**Text under study:**

With one year of legal cannabis in Canada, the Ryersonian’s Sydney Perelmutter
and Sydney Wilson bust some common myths about the law’s implications
Myth #1: You can have as much as you want on your person and at home
Kind of. The Cannabis Act allows for anyone over the age of 19 to carry 30 grams on them when in public and imposes no limits to how much you can keep at home. That also means that a person can share up to 30 grams of legal cannabis with other adults.
Myth #2: You can grow as much as you want at home
Wrong. Now that cannabis is legal, you are allowed to grow, from licensed seed or seedlings, up to four cannabis plants per residence for personal use. Cannabis plants can be pretty huge though, so four plants is a lot.
Myth #3: You can smoke anywhere in public
While the rules on this one could be clearer, we’ve put together a brief list of places to stay away from when smoking weed.
Smoking is not allowed in what is referred to as “indoor common spaces,” such as university campuses or condo buildings. Closed public places, such as bus shelters or public buildings are also smoke-free. As well, public areas within 20 metres of a playground, day care or where at-home child care is provided are no-smoking zones.
It’s also illegal to smoke near places that provide health care in Ontario and you must stay nine metres from the entrance or exit of places like hospitals or restaurants if you plan to smoke or vape.

**Task item:**
Rewrite the article on cannabis myths starting with "With one year" and going on through "plants is a lot.", switching "30 grams" to "25 grams".

Referring expression data
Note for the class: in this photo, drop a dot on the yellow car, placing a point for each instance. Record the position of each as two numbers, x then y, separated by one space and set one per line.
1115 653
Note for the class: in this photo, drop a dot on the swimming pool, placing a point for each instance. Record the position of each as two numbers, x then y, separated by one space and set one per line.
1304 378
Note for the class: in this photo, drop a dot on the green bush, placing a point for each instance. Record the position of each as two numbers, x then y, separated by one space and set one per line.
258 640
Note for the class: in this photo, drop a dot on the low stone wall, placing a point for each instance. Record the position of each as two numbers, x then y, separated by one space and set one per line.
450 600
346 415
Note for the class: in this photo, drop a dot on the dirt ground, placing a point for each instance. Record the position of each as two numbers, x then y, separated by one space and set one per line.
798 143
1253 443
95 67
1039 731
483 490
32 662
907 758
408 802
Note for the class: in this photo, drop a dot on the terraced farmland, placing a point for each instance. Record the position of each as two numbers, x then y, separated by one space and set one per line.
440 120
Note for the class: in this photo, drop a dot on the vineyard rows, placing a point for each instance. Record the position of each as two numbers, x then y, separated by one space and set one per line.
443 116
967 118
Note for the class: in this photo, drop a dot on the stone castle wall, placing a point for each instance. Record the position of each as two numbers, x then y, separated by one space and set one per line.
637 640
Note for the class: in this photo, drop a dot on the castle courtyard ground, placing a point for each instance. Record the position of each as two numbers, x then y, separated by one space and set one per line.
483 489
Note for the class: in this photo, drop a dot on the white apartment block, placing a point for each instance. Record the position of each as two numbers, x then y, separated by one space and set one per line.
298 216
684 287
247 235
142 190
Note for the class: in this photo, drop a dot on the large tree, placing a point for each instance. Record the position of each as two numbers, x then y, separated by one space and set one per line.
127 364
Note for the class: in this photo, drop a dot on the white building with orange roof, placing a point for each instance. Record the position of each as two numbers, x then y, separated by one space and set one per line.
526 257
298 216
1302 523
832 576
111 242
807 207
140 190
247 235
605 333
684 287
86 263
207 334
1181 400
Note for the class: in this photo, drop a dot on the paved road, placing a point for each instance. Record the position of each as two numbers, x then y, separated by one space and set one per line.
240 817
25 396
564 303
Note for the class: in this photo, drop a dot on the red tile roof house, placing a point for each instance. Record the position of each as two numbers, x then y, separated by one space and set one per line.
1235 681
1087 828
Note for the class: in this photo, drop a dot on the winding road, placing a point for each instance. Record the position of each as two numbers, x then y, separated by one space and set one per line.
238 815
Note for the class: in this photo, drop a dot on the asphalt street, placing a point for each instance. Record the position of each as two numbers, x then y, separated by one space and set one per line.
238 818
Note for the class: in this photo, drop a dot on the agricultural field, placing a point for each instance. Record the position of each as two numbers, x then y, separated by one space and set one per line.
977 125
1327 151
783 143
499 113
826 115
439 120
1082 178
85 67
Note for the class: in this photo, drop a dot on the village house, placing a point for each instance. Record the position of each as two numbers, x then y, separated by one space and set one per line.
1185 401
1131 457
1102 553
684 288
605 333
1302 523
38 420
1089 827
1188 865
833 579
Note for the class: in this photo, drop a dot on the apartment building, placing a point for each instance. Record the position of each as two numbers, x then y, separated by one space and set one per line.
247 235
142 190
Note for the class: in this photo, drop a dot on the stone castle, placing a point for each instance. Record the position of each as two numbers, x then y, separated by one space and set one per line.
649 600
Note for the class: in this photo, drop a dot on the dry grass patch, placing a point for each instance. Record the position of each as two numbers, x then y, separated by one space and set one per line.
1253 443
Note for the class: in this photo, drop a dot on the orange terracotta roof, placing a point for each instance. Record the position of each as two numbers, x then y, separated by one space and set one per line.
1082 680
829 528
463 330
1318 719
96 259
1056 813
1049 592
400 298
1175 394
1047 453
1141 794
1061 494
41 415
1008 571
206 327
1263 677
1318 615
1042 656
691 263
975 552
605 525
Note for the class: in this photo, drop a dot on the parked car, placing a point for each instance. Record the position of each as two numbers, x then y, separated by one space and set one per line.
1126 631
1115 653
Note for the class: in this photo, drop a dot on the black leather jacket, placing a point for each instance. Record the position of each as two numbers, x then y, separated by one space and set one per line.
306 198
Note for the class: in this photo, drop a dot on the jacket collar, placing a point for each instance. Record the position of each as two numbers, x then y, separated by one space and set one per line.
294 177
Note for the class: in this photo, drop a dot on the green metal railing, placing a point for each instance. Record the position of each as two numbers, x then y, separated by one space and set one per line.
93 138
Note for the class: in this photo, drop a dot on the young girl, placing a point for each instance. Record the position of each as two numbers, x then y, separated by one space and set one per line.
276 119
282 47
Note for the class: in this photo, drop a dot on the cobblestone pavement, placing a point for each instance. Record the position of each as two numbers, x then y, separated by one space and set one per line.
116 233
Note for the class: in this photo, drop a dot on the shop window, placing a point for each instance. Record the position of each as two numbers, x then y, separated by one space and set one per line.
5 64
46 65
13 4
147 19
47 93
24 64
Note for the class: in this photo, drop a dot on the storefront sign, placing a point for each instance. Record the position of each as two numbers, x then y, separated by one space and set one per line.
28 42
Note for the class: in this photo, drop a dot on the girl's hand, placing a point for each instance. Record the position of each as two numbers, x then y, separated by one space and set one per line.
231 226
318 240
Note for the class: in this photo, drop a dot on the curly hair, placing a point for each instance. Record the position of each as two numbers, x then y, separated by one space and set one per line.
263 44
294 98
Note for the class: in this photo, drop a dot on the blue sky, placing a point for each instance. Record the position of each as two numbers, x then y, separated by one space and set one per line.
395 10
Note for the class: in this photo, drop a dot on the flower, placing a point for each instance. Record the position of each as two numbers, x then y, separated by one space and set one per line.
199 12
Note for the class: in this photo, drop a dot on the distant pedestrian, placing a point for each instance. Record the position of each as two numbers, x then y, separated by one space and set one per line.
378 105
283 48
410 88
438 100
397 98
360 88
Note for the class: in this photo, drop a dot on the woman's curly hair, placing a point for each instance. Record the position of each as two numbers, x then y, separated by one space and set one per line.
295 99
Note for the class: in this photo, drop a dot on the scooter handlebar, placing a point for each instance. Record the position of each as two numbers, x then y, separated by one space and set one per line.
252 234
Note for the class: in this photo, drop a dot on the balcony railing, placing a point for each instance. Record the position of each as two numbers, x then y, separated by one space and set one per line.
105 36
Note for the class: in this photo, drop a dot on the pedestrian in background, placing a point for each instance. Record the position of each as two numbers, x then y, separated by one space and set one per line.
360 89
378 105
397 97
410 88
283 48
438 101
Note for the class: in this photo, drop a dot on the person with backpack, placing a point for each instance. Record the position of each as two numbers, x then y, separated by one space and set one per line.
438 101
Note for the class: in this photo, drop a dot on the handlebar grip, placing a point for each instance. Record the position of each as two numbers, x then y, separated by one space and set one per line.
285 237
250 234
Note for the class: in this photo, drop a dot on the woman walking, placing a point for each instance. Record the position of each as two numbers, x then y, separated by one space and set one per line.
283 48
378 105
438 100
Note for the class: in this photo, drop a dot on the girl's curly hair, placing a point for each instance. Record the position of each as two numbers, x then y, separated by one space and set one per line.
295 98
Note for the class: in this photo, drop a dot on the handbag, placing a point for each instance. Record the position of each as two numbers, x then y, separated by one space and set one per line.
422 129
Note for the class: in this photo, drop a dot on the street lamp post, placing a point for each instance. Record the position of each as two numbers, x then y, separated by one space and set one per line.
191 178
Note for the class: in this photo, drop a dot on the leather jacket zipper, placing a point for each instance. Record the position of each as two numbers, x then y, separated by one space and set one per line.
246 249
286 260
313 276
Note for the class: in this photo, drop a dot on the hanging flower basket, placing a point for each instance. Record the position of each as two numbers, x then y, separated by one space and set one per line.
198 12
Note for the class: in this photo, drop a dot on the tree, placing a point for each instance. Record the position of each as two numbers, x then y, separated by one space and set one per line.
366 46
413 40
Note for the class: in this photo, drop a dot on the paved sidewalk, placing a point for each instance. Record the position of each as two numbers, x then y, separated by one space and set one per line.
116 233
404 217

**Expected answer:**
With one year of legal cannabis in Canada, the Ryersonian’s Sydney Perelmutter
and Sydney Wilson bust some common myths about the law’s implications
Myth #1: You can have as much as you want on your person and at home
Kind of. The Cannabis Act allows for anyone over the age of 19 to carry 25 grams on them when in public and imposes no limits to how much you can keep at home. That also means that a person can share up to 25 grams of legal cannabis with other adults.
Myth #2: You can grow as much as you want at home
Wrong. Now that cannabis is legal, you are allowed to grow, from licensed seed or seedlings, up to four cannabis plants per residence for personal use. Cannabis plants can be pretty huge though, so four plants is a lot.